* _TASK PROMPT_
Pull every line with "boat" from the data below and copy it.

══════════

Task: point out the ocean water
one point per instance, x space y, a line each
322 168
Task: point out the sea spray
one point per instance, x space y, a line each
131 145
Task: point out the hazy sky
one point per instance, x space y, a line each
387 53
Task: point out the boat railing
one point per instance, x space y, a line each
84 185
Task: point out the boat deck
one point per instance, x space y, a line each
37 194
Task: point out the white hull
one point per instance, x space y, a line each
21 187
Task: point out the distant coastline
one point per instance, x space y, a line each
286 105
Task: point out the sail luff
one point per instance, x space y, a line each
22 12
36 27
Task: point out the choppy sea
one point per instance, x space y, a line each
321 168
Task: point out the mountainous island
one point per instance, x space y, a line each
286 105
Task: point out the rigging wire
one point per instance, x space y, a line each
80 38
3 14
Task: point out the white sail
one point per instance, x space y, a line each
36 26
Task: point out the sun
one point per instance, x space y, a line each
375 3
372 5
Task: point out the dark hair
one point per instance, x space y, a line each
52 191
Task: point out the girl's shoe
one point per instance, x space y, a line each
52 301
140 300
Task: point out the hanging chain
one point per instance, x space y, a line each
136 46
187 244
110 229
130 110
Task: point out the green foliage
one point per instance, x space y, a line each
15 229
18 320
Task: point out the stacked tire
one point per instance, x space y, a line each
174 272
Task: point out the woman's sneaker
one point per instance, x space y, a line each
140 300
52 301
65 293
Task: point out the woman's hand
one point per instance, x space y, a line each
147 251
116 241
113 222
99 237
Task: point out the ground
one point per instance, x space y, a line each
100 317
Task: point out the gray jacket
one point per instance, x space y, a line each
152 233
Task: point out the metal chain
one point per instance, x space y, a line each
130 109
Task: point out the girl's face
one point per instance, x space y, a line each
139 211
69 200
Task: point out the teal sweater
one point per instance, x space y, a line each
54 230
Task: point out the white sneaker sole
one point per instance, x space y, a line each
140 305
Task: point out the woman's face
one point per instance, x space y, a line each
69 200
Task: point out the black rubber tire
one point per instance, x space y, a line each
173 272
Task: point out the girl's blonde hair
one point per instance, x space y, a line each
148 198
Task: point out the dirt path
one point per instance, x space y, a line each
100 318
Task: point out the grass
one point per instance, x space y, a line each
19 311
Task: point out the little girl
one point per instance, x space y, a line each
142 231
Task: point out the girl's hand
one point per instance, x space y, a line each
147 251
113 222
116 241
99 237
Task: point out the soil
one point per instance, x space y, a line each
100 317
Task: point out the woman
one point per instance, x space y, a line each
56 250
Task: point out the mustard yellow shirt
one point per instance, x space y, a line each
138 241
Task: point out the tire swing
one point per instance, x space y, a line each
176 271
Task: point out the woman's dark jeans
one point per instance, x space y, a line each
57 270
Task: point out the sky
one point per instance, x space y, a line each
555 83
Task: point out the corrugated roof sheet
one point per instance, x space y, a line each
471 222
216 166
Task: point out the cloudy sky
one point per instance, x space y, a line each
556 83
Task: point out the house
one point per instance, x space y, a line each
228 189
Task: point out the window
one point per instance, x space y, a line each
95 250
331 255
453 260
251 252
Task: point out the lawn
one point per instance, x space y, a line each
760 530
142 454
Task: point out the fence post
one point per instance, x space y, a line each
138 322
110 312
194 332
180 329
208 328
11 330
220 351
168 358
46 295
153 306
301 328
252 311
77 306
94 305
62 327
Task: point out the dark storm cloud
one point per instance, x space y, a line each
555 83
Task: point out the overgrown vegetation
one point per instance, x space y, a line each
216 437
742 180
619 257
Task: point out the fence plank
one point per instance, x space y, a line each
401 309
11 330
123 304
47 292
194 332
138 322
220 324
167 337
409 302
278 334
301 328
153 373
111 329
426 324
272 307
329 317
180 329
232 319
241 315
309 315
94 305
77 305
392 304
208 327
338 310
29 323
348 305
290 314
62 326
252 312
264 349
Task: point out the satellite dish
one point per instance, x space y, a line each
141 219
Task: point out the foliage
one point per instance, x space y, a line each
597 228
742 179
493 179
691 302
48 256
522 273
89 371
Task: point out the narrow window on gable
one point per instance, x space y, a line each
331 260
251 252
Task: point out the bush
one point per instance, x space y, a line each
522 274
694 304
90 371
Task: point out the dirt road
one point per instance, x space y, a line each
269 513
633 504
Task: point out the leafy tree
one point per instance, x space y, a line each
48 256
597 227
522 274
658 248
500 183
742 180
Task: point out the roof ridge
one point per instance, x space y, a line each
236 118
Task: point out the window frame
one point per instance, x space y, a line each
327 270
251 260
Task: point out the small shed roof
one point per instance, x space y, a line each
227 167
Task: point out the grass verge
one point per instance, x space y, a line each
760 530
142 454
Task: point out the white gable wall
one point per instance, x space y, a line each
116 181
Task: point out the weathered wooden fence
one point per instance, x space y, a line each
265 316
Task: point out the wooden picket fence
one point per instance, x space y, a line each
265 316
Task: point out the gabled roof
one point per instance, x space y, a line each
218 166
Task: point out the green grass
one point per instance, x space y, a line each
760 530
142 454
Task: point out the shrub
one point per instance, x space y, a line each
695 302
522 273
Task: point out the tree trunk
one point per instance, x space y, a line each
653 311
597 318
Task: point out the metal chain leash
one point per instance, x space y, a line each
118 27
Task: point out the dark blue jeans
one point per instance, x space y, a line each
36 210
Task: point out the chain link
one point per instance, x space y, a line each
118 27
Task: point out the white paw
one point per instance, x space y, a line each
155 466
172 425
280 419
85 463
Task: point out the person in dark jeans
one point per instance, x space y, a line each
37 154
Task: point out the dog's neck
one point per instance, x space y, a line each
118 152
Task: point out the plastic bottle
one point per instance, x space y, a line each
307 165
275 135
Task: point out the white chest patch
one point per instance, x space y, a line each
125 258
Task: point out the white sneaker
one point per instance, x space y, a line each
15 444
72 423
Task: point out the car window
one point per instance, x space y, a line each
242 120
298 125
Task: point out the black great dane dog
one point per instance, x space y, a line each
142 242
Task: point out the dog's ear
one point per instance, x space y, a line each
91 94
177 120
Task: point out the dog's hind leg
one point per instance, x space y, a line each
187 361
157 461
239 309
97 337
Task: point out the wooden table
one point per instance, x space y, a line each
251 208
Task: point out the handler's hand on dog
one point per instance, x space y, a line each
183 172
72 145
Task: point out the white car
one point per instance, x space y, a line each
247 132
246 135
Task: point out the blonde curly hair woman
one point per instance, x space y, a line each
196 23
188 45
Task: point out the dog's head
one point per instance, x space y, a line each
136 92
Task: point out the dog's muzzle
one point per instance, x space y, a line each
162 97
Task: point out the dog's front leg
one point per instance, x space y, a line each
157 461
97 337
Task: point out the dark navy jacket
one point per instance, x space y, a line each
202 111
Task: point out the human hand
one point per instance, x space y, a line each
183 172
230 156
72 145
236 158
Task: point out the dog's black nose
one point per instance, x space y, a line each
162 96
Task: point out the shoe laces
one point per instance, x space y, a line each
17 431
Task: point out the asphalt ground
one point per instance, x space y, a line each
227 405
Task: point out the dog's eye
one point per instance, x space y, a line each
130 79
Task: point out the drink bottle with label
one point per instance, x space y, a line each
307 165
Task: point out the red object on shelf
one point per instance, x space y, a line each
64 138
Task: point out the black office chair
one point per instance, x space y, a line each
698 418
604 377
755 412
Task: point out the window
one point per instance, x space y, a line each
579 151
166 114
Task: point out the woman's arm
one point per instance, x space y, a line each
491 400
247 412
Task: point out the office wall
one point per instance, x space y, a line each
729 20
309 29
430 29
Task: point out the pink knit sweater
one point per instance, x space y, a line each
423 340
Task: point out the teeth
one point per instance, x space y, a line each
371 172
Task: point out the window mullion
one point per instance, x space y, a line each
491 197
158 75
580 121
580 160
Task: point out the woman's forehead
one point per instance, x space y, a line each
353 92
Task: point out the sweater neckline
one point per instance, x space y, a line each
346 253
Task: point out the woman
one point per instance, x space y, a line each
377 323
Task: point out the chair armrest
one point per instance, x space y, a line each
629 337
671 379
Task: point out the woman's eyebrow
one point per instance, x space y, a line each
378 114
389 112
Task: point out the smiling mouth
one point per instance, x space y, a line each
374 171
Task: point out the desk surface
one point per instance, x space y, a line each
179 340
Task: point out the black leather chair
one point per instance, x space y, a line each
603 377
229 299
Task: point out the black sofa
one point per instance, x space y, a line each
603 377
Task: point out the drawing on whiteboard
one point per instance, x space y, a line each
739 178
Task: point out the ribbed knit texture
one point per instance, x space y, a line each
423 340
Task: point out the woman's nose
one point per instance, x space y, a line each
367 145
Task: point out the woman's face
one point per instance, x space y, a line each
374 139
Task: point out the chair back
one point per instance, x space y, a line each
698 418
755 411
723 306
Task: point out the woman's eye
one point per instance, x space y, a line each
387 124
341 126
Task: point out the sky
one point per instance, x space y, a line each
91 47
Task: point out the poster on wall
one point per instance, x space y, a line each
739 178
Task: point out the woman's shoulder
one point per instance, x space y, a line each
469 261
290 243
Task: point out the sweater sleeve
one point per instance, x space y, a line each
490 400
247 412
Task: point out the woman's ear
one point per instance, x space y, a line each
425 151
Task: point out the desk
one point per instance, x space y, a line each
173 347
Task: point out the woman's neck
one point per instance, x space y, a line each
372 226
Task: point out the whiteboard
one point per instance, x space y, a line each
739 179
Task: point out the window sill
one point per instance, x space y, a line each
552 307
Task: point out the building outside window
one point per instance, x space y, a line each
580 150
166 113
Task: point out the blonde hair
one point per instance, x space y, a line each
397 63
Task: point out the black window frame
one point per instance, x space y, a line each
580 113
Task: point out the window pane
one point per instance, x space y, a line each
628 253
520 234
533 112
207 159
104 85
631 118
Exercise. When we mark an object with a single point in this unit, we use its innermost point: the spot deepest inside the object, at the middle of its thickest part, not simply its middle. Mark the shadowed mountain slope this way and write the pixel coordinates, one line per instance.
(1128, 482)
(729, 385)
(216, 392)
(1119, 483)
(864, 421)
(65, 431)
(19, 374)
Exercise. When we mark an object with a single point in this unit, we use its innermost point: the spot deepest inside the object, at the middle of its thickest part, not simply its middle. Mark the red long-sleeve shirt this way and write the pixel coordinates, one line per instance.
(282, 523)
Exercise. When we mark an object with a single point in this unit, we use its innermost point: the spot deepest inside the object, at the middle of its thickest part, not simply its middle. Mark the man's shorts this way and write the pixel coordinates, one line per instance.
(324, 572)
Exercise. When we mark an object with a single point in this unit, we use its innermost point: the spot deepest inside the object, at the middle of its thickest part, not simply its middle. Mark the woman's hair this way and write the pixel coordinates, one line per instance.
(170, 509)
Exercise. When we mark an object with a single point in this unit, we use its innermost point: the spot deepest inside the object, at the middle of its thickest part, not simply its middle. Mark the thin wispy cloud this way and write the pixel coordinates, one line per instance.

══════════

* _ANSWER FOR THE TASK_
Task: point out the boat railing
Task: point out the boat deck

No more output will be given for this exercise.